### Prompt
Retype the records below word for word and omit any image.
·····
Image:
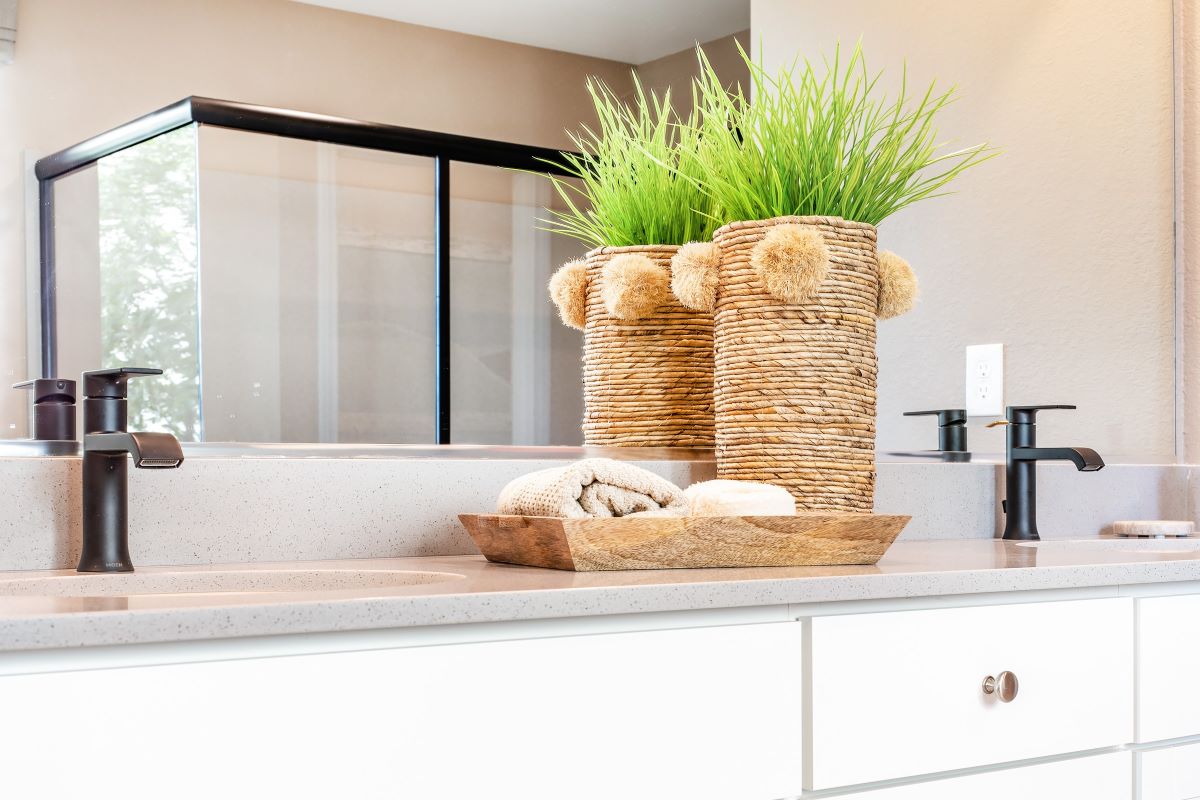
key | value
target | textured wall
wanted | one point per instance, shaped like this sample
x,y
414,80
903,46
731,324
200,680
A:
x,y
1062,247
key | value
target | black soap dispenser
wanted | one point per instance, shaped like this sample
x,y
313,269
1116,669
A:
x,y
54,408
952,435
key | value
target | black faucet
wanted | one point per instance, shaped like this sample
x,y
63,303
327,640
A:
x,y
1021,485
106,450
53,408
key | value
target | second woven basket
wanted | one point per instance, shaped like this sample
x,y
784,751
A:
x,y
647,360
795,382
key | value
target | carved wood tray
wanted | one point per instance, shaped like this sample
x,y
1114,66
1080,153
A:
x,y
684,542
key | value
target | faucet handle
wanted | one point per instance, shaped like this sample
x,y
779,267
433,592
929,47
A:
x,y
113,383
1029,414
945,415
54,411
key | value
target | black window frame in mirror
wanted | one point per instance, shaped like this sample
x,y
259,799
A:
x,y
443,148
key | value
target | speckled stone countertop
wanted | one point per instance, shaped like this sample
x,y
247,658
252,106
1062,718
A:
x,y
169,603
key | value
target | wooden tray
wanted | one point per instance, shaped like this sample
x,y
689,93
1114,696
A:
x,y
683,542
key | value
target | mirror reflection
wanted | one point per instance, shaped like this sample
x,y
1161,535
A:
x,y
309,289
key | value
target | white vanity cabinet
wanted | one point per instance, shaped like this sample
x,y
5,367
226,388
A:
x,y
705,714
1096,777
874,701
1168,705
1170,773
1168,659
900,693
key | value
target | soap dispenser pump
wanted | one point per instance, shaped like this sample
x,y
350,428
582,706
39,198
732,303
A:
x,y
54,408
952,428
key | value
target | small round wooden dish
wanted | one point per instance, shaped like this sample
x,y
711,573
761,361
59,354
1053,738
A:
x,y
683,542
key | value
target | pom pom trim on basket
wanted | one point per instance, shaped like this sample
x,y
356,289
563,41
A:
x,y
569,290
795,383
647,383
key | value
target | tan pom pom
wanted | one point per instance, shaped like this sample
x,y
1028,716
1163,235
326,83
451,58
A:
x,y
633,286
898,286
569,290
695,269
792,262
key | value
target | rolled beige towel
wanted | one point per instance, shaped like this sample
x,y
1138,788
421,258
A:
x,y
738,499
593,487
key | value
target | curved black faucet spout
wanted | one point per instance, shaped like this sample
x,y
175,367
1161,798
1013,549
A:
x,y
1020,470
107,447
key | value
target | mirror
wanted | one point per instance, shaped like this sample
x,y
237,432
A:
x,y
291,286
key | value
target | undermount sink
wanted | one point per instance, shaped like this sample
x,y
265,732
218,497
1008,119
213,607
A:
x,y
1117,545
208,582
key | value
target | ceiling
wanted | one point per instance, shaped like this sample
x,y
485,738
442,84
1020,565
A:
x,y
634,31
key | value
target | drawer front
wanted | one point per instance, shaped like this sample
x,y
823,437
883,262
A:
x,y
1168,656
705,714
900,693
1170,774
1099,777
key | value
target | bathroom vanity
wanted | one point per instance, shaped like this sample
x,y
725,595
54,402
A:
x,y
449,677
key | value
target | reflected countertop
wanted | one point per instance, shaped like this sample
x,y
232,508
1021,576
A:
x,y
495,593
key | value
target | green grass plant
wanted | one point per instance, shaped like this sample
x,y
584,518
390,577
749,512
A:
x,y
827,143
634,185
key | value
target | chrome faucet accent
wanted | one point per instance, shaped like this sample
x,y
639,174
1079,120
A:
x,y
107,446
1020,474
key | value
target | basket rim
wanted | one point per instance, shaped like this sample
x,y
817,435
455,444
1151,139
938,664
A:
x,y
612,250
813,220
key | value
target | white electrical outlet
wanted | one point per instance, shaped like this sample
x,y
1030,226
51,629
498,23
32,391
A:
x,y
985,380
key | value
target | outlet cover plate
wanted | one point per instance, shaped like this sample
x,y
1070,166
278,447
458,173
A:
x,y
985,380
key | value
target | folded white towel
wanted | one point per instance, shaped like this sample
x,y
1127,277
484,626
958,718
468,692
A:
x,y
593,487
738,499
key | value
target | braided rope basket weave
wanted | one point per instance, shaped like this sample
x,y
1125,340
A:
x,y
647,383
795,383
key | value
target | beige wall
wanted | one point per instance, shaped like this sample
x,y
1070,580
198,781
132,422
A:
x,y
676,71
1062,247
84,66
1187,98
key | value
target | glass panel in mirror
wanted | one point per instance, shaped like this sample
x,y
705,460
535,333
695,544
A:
x,y
127,276
515,368
317,292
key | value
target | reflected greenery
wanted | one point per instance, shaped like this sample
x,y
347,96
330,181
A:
x,y
149,268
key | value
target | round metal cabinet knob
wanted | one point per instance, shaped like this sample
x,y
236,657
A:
x,y
1005,686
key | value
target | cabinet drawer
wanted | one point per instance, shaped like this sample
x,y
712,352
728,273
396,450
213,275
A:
x,y
1168,655
900,693
1099,777
705,714
1170,774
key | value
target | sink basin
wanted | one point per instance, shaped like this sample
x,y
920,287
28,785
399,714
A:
x,y
165,581
1116,545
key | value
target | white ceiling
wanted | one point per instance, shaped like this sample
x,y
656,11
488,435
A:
x,y
634,31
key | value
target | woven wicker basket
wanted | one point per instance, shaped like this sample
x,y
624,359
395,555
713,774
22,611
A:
x,y
795,384
647,383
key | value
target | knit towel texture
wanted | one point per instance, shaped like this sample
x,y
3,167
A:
x,y
593,487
·····
### Response
Image:
key | value
target | textured wall
wanted | one point per instance, shaped like this sample
x,y
414,80
903,46
731,324
200,680
A:
x,y
1062,247
key | value
target | black soap dispenser
wanted | one point per instance, shaped like this sample
x,y
313,269
1116,669
A:
x,y
54,408
952,435
key | value
target | black faucet
wanted | one point per instance, shaped like this sample
x,y
63,303
327,640
A:
x,y
1021,485
106,450
53,408
key | value
target | second woven basket
wanted | one point per instance, shaped like this sample
x,y
784,751
A:
x,y
647,360
795,382
key | value
target | carved wood tray
wanted | one point per instance, shaped like this sample
x,y
1114,66
1080,153
A:
x,y
684,542
key | value
target | faucet handle
wanted | one point per instance, shaped like this sample
x,y
779,267
433,592
929,47
A:
x,y
113,383
1029,414
945,415
54,411
key | value
target | black window frame in mirror
wanted | one point per instance, shaped like this sample
x,y
259,799
A:
x,y
443,148
key | value
target | speckled stone countertop
wanted | one point per instance, shaped like this sample
x,y
247,658
252,106
1062,718
A:
x,y
169,603
key | value
target | wooden tray
wanted | one point per instance, shaped like this sample
x,y
689,93
1114,696
A:
x,y
683,542
key | value
target | mirror reflection
wanted | one point per instance, shaped like this sample
x,y
1161,535
A:
x,y
309,289
key | value
target | white vanity cabinet
wanted | one point per instance, shaped like this sample
x,y
5,367
226,388
A:
x,y
705,714
1096,777
874,701
1168,705
1170,773
1168,659
900,693
key | value
target | soap dispenser pump
wanted | one point per instance, shaped like this sample
x,y
350,428
582,706
39,198
732,303
A:
x,y
54,408
952,428
key | value
target | small round wooden dish
wanted | one point per instance, shaped like this sample
x,y
711,573
761,361
59,354
1053,738
A:
x,y
683,542
key | value
target | pom pom trim on basket
wanted | one point per instance, shaped like this sample
x,y
356,289
563,41
A:
x,y
569,290
795,383
647,383
key | value
target | tan pom pom
wanted | one point per instance, shaped like this sample
x,y
1028,716
1163,235
326,83
451,58
A:
x,y
633,286
898,286
569,290
695,269
792,262
key | value
target | rolled beige towel
wanted | one point per instance, shaped like this sample
x,y
1138,788
421,258
A:
x,y
738,499
593,487
key | value
target | curved black faucet spout
wanted | one point per instance, shaped like this sample
x,y
175,367
1161,798
1013,549
A:
x,y
1020,470
107,447
key | value
target | mirror
wanted | one point per instance, shaped like this sample
x,y
237,432
A:
x,y
291,286
key | value
target | undermount sink
wanted | one point per instance, shaped like this sample
x,y
265,732
218,497
1008,119
213,607
A:
x,y
1117,545
208,582
key | value
target | ceiling
wanted | one point per instance, shaped like this sample
x,y
485,738
442,84
1020,565
A:
x,y
634,31
key | value
target | drawer front
wanted | one point per instance, shaped like this sample
x,y
823,437
883,262
A:
x,y
1168,656
705,714
900,693
1170,774
1099,777
key | value
target | bathroom vanity
wanted | one point per instance, shaped like this sample
x,y
725,595
54,402
A:
x,y
449,677
key | value
target | reflected countertop
wanted | one point per instance, shaped like this sample
x,y
232,508
1021,576
A:
x,y
495,593
key | value
target | green grass plant
wanted | one point per instance, shaped like this sample
x,y
584,518
390,577
749,512
A:
x,y
827,143
634,185
key | value
target | chrome faucet accent
wanted | one point per instance, shaped like this sample
x,y
639,174
1079,120
A:
x,y
107,446
1020,474
key | value
target | basket rim
wanted | one point per instance, shaped like this sample
x,y
817,435
455,444
1151,139
938,664
A:
x,y
612,250
813,220
key | value
target | white electrical outlet
wanted | one point per instance, shaped like this sample
x,y
1030,226
51,629
498,23
32,391
A:
x,y
985,380
key | value
target | outlet cover plate
wanted | one point per instance, shaped like this sample
x,y
1070,166
278,447
458,173
A:
x,y
985,380
key | value
target | folded white towel
wanted | one point per instance, shaped like this sample
x,y
1127,277
484,626
958,718
468,692
A:
x,y
593,487
738,499
key | value
target | braided rope basket weave
wanted | one point per instance, shaped like this sample
x,y
1125,340
A:
x,y
647,383
795,383
key | value
target | beige wall
wanted | one point per instance, shaped like this sample
x,y
1070,580
198,781
132,422
A:
x,y
676,71
1062,247
84,66
1187,98
key | value
target | glass panel in mirror
wanted | one point per instance, shaped like this sample
x,y
705,460
535,333
695,544
A:
x,y
127,276
515,368
317,292
key | value
target | reflected greenery
wanted | one point per instance, shaped like this sample
x,y
347,96
330,181
A:
x,y
149,268
key | value
target | round metal cabinet knob
wanted | one point per instance, shaped like this sample
x,y
236,657
A:
x,y
1005,686
key | value
target | cabinet drawer
wanted | one point per instance, shaped like this sample
x,y
712,352
728,273
396,450
213,275
A:
x,y
1168,655
900,693
1099,777
705,714
1170,774
key | value
target | sink basin
wanted | one point per instance, shaped like this sample
x,y
920,287
28,785
399,714
A:
x,y
165,581
1116,545
key | value
target | white ceiling
wanted | one point per instance, shaped like this sample
x,y
656,11
488,435
A:
x,y
634,31
key | value
target | woven wicker basket
wanted | one point per instance, shaped like this sample
x,y
624,359
395,555
713,774
22,611
A:
x,y
795,384
647,383
key | value
target | knit towel texture
wanted | one point per instance, shaped like this sample
x,y
3,167
A:
x,y
593,487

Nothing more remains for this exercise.